La Porte des Indes – restaurant review

[This venue is now closed]

Some restaurants are good, there are a few that are noteworthy, there are others that have memorable food and more that have striking decor, but it’s rare to find a restaurant that can boast a brace of exceptional attributes. La Porte des Indes is that almost unique establishment, having both gorgeous food and stunning surroundings. After just one year of business the restaurant was nominated for ‘Best Indian Restaurant’ by Carlton London Restaurant Awards and was awarded ‘Best Indian’ and ‘Best UK’ Restaurant by the Good Curry Guide.

But why “La Porte des Indes”? Yes, you are quite right, dear reader, it is French. You might know of The Gateway to India which is a monumental arch in Mumbai, and La Porte des Indes is French for very much the same thing. The restaurant presents dishes from many  regions of India and draws on the culinary heritage of French India in particular.

The Union Territory of Pondicherry includes four enclaves located in three states of South India. It is also known as The French Riviera of the East (La Côte d’Azur de l’Est) and was considered as part of France from 1814 till 1954, the date at which it joined the rest of the, by now, independent India. The French connection is still evident in accent, food and architecture.

restaurant review la porte des indesI was expecting something a bit special. I had done my homework and was struck by the fact that nobody that I had talked to had anything other than high praise for this establishment. La Porte des Indes remains as an example, in my opinion, of how to get it right. It’s not the cheapest food around but it’s delicious, well presented and the ambiance is truly remarkable.

Just a few minutes from Marble Arch station, La Porte des Indes occupies a corner plot at a quiet intersection. It’s something of a Tardis of a building having around 350 covers. Although looking smart and like a French Cafe from the outside, the inside opens to the most amazing scene. It’s a two storey former Edwardian ballroom. The ground floor balcony restaurant opens onto a lower level with a 40-foot waterfall and a sweeping marble staircase for good measure. Palms add to the exotic décor which is strikingly Indian-colonial but it is tasteful rather than kitsch. One’s eye is caught by a painting here, a wood carving there, a Mogul mural or two, and a glass-domed roof. Panelled walls and ornamental coving remind us of days when the British building industry offered an alternative to mediocrity and stippled, artexed ceilings.

ACTIONS TO TAKE:
a - In one to three sentences, explain why the restaurant in the review has a French name, using only what the review says.
b - Answer these questions from the restaurant review, one answer per line:
(i) How many covers does the restaurant have?
(ii) During which years was Pondicherry considered part of France?
(iii) How tall is the waterfall on the lower level?
c - Extend the restaurant review, starting after its final sentence about panelled walls and ornamental coving.
The lines that follow are separate material from the restaurant review.

GIVEN INFORMATION:
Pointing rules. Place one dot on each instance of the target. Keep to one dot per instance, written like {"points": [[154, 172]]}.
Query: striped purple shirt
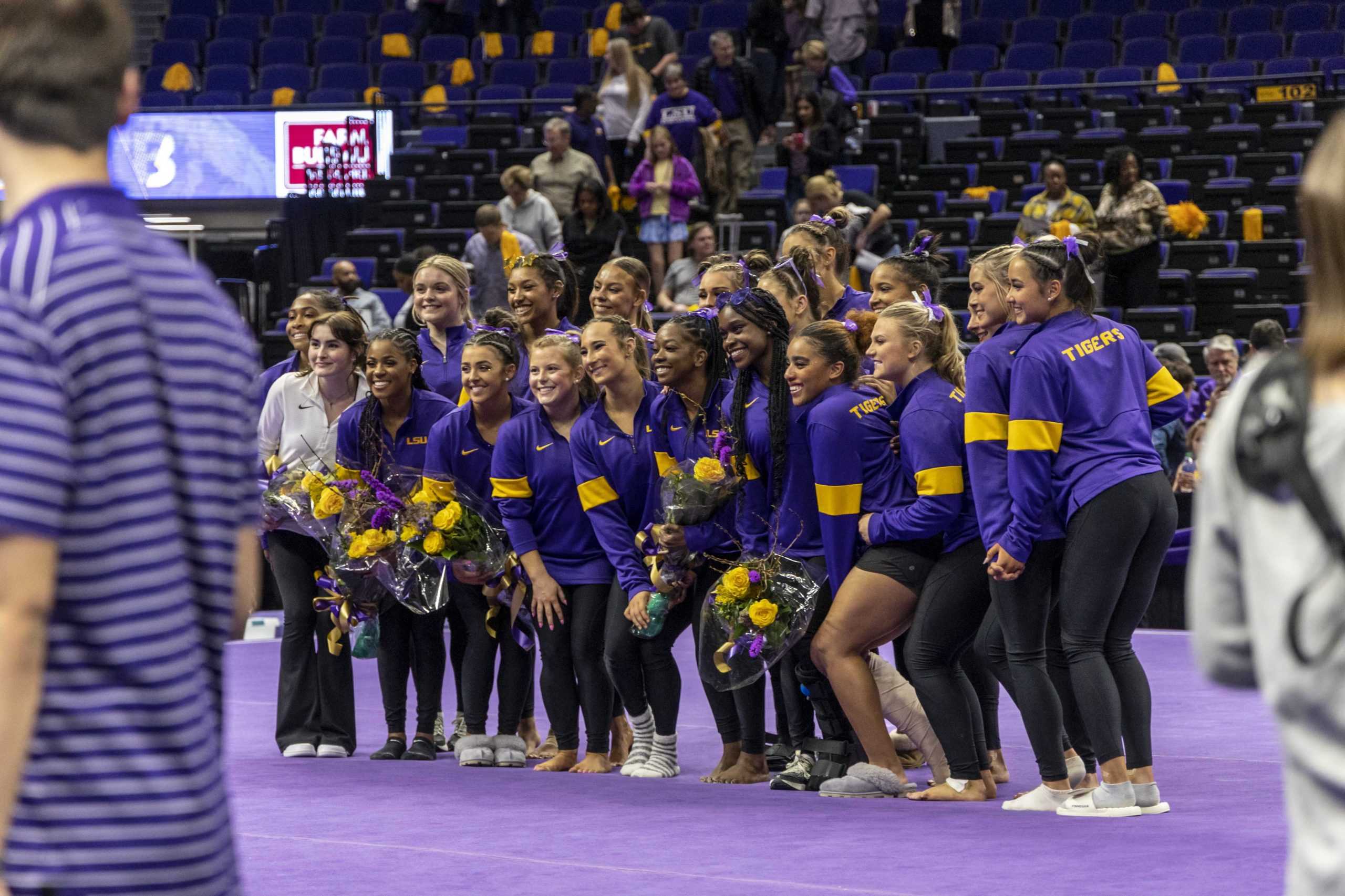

TASK ANSWERS:
a - "La Porte des Indes" is French for much the same thing as The Gateway to India, the monumental arch in Mumbai. The restaurant draws in particular on the culinary heritage of French India, such as Pondicherry, which was considered part of France from 1814 to 1954.

b -
(i) Around 350.
(ii) From 1814 until 1954.
(iii) 40 feet.

c -
The Jungle Bar on the lower floor is well worth a visit. It has a tradition of peanut shell-throwing started by some of its celeb patrons. It has a relaxed and convivial atmosphere with a hunting theme incorporating tiger-skin rugs and animal paintings recalling the days when one would travel the Empire to shoot anything with fur or feathers. There is a good selection of exotic cocktails here to start your evening. Rain Forest is a non-alcoholic thirst-quencher of freshly squeezed apple juice, orange juice and root ginger. Refreshing with a definite touch of the Orient.

La Porte des Indes has a menu that is out of the ordinary. Yes, there is Chicken Tikka Masala and Vegetable Biryani but take advantage of your visit and try some less familiar fare. There are dishes here that you won’t find anywhere else. Head Chef Mehernosh Mody and a battery of other chefs execute regional specialities with flair. The presentation of the food is nothing short of magnificent.

Large King Scallops in a Saffron Sauce are delicate and succulent. My guest and I mopped the fragrant yellow juices with onion and garlic naan. Roasted Chilli Seekh Kebab offered flavourful heat which was tempered by Chard Pakoras and Paneer Kebabs. All were served with chutneys designed to enhance the aromatic qualities of each starter.

The Roast Black Cod at La Porte des Indes is as good as you’ll find anywhere. It’s marinated in fennel, chilli, mustard, honey, tamarind and vinegar (an indication of a touch of Portuguese influence perhaps). It’s wrapped in banana leaf before being flame-grilled giving an end result which is meltingly moist.

Duck isn’t often seen on Indian restaurant menus but here it is at La Porte des Indes, giving a nod to its French connection. Magret de Canard Pulivaar are well-flavoured perfect-pink duck breast fillets served with a tamarind sauce. It’s said to be unique to the Creole community of Pondicherry so this will likely be your only chance to try this dish outside India.

Lotus Root Jaipuri is crunchy and addictive and should be sold by the bagful in Harrods’ food hall. Rougail d’Aubergine is another house speciality. Smoked and crushed aubergine, chilli, ginger and fresh lime combine to make a side dish that doesn’t have searing heat but is nevertheless robust enough to work with the tamarind sauce coating the Barbary duck.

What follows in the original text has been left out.